• Written instruction A
Summarize the article on Vietnam's garment and footwear tariffs under the EVFTA in two sentences.
• Written instruction B
Extend the article on Vietnam's garment and footwear tariffs under the EVFTA, beginning right after its final sentence.

• Text to read
Vietnam garment, footwear firms must wait for EVFTA benefits

Textile, garment and footwear products made in Vietnam will not enjoy immediate tariff cuts after the EU-Vietnam Free Trade Agreement (EVFTA) comes into effect, according to a report from Bao Viet Securities Joint Stock Company (BVSC).

After the EVFTA comes into effect, Most Favoured Nation (MFN) tariffs will automatically replace the Generalised System of Preferences (GSP) rates which the EU has applied for developing and underdeveloped countries.

This means for the first few years of EVFTA’s implementation, most local garment and footwear products will not benefit from the EVFTA because MFN rates for those products are higher than GSP rates of nine per cent for garment products and three to four per cent for footwear products at present.

Specifically, most apparel products that Vietnam has been exporting to the EU will see export tariffs eliminated gradually from the MFN tariffs of 12 per cent to zero in three to seven years after the EVFTA comes into effect. Similarly, footwear products will be exempt from MFN tariffs of 12.4 per cent in three to seven years.

Image segmentation entries
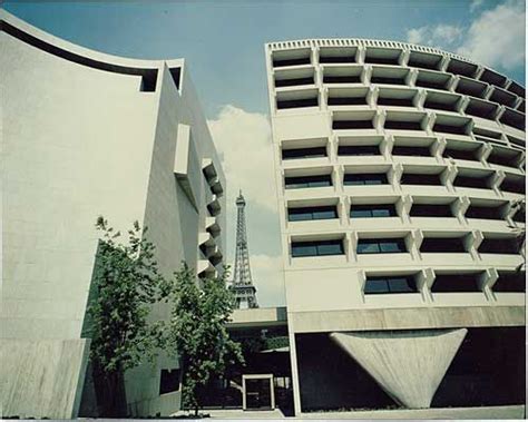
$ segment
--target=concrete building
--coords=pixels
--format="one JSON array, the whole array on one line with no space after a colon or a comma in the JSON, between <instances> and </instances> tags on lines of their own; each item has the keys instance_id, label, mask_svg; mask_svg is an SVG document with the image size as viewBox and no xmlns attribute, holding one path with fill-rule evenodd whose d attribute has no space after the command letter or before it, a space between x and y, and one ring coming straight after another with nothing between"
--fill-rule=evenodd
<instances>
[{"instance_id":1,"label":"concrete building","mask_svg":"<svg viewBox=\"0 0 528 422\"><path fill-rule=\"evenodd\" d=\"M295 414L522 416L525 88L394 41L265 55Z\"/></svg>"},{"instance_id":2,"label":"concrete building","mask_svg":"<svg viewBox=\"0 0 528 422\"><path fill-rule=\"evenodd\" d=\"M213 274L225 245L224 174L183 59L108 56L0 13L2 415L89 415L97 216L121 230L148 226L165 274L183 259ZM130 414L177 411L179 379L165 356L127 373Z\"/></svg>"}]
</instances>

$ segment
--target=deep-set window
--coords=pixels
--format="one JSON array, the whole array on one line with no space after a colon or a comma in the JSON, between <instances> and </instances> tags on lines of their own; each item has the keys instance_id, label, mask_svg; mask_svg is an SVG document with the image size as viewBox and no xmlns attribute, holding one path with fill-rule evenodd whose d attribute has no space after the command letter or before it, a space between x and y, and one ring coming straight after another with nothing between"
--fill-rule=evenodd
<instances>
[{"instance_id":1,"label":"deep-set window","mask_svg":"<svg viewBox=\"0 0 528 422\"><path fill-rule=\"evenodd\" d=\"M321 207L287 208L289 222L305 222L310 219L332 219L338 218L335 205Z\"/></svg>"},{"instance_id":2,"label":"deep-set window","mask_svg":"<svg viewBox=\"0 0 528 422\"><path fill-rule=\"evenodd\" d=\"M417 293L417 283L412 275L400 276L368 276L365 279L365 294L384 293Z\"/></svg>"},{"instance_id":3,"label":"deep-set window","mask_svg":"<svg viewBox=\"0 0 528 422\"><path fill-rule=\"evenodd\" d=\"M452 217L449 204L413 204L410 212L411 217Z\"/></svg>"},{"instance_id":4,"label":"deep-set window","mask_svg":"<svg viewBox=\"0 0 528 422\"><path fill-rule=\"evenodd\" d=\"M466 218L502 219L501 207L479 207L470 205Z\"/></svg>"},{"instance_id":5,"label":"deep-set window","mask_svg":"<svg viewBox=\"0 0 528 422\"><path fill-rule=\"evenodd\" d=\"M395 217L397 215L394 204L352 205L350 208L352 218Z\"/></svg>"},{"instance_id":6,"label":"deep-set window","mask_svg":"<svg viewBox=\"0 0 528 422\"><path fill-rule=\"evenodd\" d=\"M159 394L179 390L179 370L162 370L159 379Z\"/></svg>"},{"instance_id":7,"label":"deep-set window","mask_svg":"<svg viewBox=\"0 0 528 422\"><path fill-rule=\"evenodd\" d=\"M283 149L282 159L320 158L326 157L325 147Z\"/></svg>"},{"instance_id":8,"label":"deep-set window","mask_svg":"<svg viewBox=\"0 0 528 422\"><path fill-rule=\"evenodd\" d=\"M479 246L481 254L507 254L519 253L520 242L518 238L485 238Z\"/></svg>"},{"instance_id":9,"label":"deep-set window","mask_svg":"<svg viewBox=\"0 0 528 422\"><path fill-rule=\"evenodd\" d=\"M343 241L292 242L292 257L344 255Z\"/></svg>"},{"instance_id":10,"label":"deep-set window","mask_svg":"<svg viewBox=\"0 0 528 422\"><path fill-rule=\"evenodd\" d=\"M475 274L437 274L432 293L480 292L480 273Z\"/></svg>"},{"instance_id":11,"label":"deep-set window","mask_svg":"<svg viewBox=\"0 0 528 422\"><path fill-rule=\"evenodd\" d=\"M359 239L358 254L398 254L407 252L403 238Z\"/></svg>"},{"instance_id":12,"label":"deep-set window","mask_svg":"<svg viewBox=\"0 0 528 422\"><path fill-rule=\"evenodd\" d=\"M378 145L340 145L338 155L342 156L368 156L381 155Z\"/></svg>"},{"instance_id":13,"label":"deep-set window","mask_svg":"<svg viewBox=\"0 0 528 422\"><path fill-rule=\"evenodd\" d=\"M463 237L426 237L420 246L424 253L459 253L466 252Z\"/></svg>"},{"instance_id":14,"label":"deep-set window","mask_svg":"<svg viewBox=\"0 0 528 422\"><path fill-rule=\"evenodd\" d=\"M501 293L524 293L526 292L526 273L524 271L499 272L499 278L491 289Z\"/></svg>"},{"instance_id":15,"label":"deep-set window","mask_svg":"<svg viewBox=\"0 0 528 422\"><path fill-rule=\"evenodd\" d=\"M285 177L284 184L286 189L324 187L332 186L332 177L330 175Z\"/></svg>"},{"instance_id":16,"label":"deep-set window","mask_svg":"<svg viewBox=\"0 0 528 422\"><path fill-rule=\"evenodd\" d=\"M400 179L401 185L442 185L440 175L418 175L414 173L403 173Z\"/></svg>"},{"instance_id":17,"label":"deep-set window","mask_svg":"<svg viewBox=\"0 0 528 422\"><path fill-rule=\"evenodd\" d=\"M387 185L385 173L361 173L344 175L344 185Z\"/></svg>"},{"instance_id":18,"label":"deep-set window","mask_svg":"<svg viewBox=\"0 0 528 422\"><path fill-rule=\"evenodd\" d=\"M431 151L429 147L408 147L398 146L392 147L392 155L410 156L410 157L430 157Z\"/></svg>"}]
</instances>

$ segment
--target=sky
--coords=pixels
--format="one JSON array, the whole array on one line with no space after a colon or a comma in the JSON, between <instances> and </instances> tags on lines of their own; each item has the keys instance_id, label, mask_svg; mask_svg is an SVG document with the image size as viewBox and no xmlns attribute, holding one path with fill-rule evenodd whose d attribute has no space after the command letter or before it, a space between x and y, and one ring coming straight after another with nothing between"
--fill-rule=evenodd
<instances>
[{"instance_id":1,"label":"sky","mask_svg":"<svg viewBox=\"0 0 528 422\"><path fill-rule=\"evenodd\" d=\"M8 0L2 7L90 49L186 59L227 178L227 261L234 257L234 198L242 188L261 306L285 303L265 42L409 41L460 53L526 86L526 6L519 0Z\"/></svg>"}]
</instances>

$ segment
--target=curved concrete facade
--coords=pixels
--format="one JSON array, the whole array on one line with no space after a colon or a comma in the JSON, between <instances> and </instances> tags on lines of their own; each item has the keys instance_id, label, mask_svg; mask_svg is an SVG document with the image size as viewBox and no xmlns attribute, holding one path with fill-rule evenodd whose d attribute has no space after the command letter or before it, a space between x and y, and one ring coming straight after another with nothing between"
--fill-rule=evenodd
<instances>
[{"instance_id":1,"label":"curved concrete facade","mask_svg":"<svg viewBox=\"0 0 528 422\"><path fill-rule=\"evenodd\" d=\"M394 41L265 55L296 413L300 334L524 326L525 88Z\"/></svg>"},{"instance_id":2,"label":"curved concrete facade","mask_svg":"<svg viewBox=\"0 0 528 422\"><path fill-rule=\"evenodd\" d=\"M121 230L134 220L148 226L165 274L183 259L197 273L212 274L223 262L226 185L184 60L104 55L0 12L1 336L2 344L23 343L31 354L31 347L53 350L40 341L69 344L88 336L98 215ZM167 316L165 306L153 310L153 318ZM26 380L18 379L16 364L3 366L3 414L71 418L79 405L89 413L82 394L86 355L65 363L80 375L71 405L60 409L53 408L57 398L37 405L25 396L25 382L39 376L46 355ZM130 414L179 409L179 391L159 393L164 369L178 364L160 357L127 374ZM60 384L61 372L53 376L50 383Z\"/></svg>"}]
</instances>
...
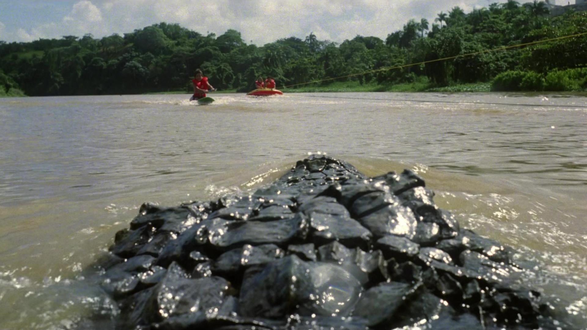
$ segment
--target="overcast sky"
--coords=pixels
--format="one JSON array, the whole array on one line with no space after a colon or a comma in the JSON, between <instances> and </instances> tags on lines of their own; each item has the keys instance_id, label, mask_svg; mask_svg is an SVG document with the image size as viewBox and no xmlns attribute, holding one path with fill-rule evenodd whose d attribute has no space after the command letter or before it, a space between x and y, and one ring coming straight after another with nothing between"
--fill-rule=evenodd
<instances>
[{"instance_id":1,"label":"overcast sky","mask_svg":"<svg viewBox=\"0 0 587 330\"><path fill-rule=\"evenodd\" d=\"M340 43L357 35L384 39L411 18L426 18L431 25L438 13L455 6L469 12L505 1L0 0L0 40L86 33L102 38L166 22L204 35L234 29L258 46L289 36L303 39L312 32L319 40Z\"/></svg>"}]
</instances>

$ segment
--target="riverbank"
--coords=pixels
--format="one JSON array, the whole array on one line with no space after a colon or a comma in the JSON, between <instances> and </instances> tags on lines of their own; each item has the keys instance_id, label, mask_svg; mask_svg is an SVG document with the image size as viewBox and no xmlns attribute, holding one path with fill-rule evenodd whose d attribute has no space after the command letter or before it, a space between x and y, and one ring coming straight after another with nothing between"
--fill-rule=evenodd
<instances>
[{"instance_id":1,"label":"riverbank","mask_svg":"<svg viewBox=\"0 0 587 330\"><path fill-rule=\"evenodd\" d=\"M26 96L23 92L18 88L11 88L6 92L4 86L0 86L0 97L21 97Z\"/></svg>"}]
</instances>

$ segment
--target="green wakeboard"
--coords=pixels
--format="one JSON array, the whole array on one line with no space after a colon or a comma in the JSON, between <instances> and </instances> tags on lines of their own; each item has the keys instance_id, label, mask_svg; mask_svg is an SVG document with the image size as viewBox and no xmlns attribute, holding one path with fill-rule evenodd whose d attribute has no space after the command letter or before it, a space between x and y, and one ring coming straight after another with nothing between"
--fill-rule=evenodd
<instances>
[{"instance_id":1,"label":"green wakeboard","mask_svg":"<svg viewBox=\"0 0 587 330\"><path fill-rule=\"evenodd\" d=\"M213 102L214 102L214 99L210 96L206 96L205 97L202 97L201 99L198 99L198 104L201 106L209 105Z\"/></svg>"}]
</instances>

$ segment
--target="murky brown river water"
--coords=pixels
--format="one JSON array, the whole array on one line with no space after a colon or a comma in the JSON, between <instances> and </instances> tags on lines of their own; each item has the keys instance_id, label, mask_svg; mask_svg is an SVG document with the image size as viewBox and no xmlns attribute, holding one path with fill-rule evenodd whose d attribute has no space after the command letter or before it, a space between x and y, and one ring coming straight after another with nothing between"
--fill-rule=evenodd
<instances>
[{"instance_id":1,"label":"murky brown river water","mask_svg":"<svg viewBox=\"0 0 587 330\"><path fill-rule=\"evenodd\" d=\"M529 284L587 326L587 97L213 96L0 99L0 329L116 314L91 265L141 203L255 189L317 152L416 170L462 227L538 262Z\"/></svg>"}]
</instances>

• Exercise result A
A BVSC report says Vietnamese textile, garment and footwear products will not get immediate tariff cuts when the EVFTA takes effect, because MFN tariffs will replace the EU's current GSP rates, which are lower. MFN tariffs on most apparel will fall gradually from 12 percent to zero, and footwear will be exempted from MFN tariffs of 12.4 percent, within three to seven years.

• Exercise result B
Those that will enjoy the immediate tariff cut are products which are not Vietnam’s major exports to the EU such as fibre to make clothes and other materials to produce footwear.

In the footwear sector, the EU has pledged to eliminate 37 per cent of tariff lines for local footwear products exported to the EU as soon as the FTA enters into force. They include rubber/plastic waterproof shoes, slippers, raw materials and accessories.

However, when the tax cuts take effect, Vietnamese footwear, textile and apparel enterprises will benefit significantly from EVFTA because the tariff preferences under the EVFTA are stable, while GSP tariffs are volatile and can be changed annually, according to the BVSC report.

Besides, most countries that export textile and garments to the EU don’t have FTAs with the EU, so if Vietnamese enterprises meet origin requirements, the EVFTA will open a great opportunity for Vietnam’s footwear, textile and garment exports.

Rules of origin

Under the deal, Vietnam’s footwear, textile and garment industries will have to make changes to meet origin conditions and take advantage of preferential tariffs.

For the textile and garment industry, fabrics used to make the products must originate from Vietnam or the EU, and the cutting and sewing stages must be performed in either the bloc or Vietnam.

Despite this, the EVFTA has some flexibility on product origin. For instance, local garment firms can use fabric imported from countries that have signed free trade agreements (FTAs) with the EU and Vietnam, like South Korea.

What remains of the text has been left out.